— Start INFORMATION SHOWN —

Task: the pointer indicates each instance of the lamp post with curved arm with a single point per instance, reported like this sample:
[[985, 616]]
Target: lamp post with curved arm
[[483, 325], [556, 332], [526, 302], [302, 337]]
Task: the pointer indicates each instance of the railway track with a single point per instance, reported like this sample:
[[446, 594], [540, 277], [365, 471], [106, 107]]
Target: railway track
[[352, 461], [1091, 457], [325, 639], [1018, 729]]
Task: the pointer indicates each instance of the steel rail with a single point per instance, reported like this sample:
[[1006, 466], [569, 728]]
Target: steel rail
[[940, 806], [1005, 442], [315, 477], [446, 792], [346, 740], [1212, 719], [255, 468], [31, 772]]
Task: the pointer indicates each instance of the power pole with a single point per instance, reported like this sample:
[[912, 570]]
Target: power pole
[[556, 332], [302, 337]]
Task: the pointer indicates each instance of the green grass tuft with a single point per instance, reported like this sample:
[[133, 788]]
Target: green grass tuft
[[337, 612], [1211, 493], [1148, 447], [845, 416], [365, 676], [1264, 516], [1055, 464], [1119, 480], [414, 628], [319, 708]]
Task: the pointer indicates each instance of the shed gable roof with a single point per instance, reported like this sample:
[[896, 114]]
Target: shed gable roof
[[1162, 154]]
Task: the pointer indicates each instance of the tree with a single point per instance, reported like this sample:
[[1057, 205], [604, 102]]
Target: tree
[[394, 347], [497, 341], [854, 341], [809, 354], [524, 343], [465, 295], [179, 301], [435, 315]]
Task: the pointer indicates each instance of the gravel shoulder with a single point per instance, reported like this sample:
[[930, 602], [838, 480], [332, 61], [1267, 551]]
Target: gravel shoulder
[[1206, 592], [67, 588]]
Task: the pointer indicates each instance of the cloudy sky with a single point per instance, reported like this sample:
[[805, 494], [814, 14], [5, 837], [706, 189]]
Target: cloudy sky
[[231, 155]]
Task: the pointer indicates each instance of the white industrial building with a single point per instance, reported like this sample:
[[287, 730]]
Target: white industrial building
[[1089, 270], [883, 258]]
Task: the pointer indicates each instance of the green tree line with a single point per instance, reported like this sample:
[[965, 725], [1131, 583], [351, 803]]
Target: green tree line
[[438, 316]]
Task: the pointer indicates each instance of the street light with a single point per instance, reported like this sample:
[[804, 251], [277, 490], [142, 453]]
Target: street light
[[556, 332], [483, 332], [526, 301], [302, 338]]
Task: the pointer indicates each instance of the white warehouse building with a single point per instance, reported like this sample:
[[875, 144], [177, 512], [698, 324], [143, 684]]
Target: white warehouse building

— End INFORMATION SHOWN —

Please copy the lines of the records above without any change, from the line with "Task: the pointer indicates each instance of the railway" up to and including the line with "[[352, 461], [1091, 457], [325, 639], [1018, 729]]".

Task: the pointer indicates each instance of the railway track with a single point per instance, reported like this sample:
[[446, 594], [540, 277], [365, 471], [106, 107]]
Target: railway track
[[352, 461], [1091, 457], [325, 639], [1018, 729]]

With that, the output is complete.